───── Supplied passage

The more literary side of this, I tend to look at the likes of Lori Anderson, who had a few "hits" at that time, but her music was highly influenced via her lyrics by the Beat Poets and Writers, one of whom she quotes openly and uses his own words in at least one piece. Hers is also an experimental work with synthesizers at a time that it was not easy to do what they did ... but it may sound small today, but the lyrical content ... is quite good and expressive.
Los Angeles and San Francisco is what I am more familiar with ... not totally ... though we moved into Santa Barbara in 1971. To the south and to the north was where the action was ... in between was this quiet town that was famous for its movie something or others, and expensive housing of wax and cardboard, or the over priced apartments fit for slums in Isla Vista for the students at the University.
Los Angeles in 1971 and 1972 for me, was ... strange ... and far out at the same time. You knew that Frank Zappa was there and so was Spooky Tooth and Led Zeppelin would zoom in and take all the groupies, some of the very girls you even went to school with! ... and then ... in September, you went to the Hollywood Bowl to catch Pink Floyd. And in those days, the bootlegs suggest that the band was still having some fun and did some improvisations here and there. By the time that you heard the quadraphonic sound and its effects go around the whole place, you knew this was good, and not just ... another rock show. The "meaning" of it all, might have been illusive, but it stood out and gave you some food for thought. At least, it was more on par with my idea of the hippie generation that all around me, and in school had dwindled to a free for all for getting laid ... you got the dope you get the lay ... you don't ... and you can rest assured that those school girls were a headache, or having delusions of virginity until their marriage, which in Southern California is a joke ... the only virginity you will have left is if you had a bi encounter or not! And, of course, the music did not mean much ... it's kinda hard to think of Crosby, Stills and Nash as important when it comes to meaning much. It's even harder to take Linda Rondstad more seriously. Or, if you really wanna dig down, to the one rock scene that became a couple of monsters ... The Eagles and Fleetwood Mac, though this last band had its start in London, it's life ie in LA.

──────────

(Task brief): Using the passage on 1970s California music, decide whether each statement agrees with it, answering yes or no and quoting the words that settle it: 1. The move to Santa Barbara took place in 1971. 2. The Pink Floyd show at the Hollywood Bowl was in September. 3. Fleetwood Mac had its start in Los Angeles. None of the items that come next have any bearing on this passage.

───── Dataset rows

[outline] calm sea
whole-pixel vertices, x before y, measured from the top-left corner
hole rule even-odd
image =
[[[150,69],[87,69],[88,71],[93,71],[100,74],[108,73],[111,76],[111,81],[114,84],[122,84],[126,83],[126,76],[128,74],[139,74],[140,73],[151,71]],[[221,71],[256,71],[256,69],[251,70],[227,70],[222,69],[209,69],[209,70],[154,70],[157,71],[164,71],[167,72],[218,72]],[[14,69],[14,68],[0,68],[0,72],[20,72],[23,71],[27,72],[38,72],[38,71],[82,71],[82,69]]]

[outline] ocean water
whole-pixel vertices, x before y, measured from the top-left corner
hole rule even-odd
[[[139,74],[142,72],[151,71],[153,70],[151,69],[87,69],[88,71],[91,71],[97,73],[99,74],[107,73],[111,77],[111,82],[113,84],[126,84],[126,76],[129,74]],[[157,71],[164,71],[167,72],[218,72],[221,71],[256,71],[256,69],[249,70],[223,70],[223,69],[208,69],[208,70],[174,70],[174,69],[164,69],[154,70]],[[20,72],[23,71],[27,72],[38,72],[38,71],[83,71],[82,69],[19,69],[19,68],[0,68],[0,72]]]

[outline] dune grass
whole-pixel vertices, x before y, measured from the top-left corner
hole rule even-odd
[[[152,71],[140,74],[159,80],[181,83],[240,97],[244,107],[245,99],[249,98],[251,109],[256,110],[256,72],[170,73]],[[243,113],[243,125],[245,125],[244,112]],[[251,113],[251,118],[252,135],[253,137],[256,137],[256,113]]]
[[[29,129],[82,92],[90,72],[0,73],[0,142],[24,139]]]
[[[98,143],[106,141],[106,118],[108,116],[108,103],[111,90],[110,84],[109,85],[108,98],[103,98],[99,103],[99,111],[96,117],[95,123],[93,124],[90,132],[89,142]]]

──────────

(Complete answer):
1. Yes: "we moved into Santa Barbara in 1971"
2. Yes: "in September, you went to the Hollywood Bowl to catch Pink Floyd"
3. No: "this last band had its start in London"